Requirement:
Tally the lines of the data below that contain the string "each", treating uppercase and lowercase as distinct, and reply with that number alone.
┌──
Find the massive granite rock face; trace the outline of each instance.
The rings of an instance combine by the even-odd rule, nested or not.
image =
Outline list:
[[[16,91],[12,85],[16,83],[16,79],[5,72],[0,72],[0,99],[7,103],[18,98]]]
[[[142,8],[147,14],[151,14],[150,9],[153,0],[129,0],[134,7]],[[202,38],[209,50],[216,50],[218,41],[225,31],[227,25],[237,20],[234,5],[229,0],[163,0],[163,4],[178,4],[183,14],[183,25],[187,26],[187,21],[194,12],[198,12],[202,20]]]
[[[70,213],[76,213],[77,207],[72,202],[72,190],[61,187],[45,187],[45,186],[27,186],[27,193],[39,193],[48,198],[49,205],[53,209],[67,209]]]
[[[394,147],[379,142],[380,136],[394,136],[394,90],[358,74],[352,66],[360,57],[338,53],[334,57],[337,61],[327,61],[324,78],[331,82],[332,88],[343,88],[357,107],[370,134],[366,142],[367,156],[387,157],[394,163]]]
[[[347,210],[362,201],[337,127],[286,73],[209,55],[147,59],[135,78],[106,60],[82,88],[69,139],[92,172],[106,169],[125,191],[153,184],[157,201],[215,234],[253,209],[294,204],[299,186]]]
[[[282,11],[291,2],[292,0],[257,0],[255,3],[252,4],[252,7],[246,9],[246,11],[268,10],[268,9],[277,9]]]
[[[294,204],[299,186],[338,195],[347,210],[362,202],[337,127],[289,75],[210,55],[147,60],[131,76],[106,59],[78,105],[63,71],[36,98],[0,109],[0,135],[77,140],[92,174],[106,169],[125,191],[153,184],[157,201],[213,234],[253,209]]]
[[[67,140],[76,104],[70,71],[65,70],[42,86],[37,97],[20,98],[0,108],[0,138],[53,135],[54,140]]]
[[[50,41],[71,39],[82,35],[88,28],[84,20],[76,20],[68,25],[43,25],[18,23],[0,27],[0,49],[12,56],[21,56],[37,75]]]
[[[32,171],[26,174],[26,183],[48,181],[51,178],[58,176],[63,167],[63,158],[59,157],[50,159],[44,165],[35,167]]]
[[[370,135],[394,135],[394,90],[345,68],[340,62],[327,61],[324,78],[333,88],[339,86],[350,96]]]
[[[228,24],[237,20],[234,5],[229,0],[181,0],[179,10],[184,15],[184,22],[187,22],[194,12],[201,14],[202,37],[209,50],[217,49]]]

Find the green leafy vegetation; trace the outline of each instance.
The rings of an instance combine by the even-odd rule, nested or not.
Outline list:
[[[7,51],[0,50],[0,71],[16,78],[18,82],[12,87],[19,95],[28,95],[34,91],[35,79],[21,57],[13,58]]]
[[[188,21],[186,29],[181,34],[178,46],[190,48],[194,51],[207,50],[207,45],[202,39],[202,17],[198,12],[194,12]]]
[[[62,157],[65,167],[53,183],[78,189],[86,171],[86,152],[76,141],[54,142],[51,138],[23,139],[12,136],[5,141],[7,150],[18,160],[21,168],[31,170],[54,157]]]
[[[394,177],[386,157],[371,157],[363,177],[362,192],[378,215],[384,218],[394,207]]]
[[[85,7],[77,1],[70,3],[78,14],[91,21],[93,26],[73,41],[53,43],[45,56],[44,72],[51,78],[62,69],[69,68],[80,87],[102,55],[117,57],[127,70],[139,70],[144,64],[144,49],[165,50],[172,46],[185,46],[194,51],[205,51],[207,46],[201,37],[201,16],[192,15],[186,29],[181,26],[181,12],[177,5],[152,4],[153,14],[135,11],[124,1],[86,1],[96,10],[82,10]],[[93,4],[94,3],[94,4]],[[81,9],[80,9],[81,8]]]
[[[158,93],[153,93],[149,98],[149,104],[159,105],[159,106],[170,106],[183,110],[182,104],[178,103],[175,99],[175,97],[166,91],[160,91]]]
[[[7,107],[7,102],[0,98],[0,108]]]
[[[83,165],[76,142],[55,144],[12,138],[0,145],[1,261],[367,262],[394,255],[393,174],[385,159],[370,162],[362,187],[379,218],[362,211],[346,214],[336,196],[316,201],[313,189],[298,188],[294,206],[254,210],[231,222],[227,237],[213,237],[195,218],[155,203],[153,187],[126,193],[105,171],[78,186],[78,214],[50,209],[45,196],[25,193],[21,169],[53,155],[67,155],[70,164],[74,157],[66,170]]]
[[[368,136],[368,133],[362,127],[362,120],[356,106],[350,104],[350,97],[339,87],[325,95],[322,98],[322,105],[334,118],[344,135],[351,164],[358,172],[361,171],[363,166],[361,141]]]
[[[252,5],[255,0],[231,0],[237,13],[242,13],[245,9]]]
└──
┌──
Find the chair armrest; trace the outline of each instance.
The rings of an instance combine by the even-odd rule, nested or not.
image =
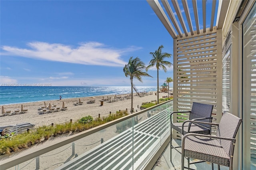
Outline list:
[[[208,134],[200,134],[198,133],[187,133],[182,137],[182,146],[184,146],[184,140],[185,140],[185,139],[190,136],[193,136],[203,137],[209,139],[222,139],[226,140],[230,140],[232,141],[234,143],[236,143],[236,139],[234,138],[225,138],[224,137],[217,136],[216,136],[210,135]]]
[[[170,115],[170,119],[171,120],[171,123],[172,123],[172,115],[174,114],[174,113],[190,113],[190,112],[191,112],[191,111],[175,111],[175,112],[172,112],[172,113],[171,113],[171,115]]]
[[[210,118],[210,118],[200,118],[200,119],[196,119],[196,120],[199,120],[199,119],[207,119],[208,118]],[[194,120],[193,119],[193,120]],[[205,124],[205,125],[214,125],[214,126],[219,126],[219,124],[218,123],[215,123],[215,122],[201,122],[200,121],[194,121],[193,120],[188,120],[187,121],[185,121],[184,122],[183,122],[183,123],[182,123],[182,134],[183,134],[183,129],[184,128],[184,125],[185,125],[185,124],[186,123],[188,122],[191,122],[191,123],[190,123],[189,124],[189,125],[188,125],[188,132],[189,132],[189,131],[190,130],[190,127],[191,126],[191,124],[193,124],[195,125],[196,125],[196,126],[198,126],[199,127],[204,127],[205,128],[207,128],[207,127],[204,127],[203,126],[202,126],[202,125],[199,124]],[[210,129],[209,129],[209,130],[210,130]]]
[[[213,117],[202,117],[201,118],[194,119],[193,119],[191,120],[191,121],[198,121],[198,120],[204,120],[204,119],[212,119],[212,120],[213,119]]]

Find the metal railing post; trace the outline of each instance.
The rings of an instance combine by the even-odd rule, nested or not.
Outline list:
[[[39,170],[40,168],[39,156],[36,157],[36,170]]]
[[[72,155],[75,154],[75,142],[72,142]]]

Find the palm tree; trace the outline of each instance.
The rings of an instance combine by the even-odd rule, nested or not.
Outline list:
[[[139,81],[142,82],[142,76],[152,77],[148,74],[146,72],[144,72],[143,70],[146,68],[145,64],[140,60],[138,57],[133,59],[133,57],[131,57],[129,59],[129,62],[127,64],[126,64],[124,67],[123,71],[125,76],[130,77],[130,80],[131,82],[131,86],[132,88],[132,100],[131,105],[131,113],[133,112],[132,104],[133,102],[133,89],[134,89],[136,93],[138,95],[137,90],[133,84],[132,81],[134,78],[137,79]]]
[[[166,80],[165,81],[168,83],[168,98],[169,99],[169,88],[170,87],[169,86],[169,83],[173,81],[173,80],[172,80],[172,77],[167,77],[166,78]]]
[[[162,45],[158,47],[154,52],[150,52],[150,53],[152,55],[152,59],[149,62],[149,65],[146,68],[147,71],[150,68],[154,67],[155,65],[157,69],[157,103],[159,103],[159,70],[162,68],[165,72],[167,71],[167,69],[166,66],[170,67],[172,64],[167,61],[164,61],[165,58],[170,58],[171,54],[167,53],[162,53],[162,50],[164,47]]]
└──
Result:
5